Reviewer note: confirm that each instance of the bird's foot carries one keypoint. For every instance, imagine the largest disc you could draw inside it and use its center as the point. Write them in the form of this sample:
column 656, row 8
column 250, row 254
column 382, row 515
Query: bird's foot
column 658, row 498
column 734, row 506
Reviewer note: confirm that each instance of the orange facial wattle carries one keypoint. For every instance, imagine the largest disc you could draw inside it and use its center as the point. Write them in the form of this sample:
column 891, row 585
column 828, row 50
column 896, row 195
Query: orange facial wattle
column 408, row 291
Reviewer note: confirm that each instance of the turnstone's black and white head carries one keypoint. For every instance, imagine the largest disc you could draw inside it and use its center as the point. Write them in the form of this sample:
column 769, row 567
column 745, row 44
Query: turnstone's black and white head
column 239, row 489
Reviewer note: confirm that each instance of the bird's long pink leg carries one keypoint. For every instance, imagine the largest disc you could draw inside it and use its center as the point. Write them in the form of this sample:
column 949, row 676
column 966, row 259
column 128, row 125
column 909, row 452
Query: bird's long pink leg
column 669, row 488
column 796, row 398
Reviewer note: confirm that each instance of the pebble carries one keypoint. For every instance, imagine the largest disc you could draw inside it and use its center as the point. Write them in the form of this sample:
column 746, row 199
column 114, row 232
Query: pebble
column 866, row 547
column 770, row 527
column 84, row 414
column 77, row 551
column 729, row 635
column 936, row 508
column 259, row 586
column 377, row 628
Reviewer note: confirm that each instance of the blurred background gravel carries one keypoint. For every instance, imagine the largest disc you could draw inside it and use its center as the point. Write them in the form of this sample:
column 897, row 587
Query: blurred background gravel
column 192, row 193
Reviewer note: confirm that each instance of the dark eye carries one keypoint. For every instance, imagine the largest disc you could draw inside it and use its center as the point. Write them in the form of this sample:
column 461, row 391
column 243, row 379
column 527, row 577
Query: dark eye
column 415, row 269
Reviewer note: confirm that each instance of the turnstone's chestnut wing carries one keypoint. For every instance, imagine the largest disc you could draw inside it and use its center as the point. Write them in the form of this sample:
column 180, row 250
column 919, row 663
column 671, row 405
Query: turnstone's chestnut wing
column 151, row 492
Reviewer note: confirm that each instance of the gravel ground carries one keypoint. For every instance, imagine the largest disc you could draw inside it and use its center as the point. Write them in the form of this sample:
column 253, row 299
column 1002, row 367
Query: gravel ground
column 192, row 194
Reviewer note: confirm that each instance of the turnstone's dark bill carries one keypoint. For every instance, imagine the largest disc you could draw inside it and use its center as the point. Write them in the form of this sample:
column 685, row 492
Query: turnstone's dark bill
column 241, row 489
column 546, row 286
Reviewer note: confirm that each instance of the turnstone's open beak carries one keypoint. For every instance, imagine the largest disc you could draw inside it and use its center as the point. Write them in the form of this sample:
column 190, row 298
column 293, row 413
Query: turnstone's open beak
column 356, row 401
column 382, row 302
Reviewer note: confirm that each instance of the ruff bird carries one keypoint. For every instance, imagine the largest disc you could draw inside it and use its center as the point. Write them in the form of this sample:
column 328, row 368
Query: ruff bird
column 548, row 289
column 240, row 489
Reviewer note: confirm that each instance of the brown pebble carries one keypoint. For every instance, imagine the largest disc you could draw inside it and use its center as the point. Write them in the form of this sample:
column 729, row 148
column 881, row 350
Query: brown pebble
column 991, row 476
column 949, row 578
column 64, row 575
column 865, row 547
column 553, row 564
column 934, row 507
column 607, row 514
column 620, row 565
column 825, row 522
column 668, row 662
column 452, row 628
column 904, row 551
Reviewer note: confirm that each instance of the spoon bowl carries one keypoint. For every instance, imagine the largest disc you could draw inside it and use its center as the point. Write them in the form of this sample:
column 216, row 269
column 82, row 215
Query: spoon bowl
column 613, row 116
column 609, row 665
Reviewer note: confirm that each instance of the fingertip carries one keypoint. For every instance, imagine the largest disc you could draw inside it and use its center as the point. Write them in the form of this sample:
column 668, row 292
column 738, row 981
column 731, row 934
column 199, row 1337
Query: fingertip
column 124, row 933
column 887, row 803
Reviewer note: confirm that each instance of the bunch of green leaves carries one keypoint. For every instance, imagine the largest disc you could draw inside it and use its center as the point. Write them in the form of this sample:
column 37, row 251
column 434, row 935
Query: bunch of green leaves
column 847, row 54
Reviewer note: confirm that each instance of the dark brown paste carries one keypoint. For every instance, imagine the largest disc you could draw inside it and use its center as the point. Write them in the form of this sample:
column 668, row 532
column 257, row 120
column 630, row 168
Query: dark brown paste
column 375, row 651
────────
▶ **About this exercise**
Repeat precisely, and with nothing added, every line from the one containing "column 434, row 935" to the last line of the listing above.

▶ **Response for this exercise**
column 434, row 935
Query: bunch of green leaves
column 847, row 54
Reviewer note: confirm that each instance of the dark brown paste carries one keypoint. For every instance, imagine the largest disc you could draw inside it and use its center as the point. Write them in the form of this sample:
column 668, row 532
column 257, row 120
column 630, row 168
Query: dark brown paste
column 375, row 651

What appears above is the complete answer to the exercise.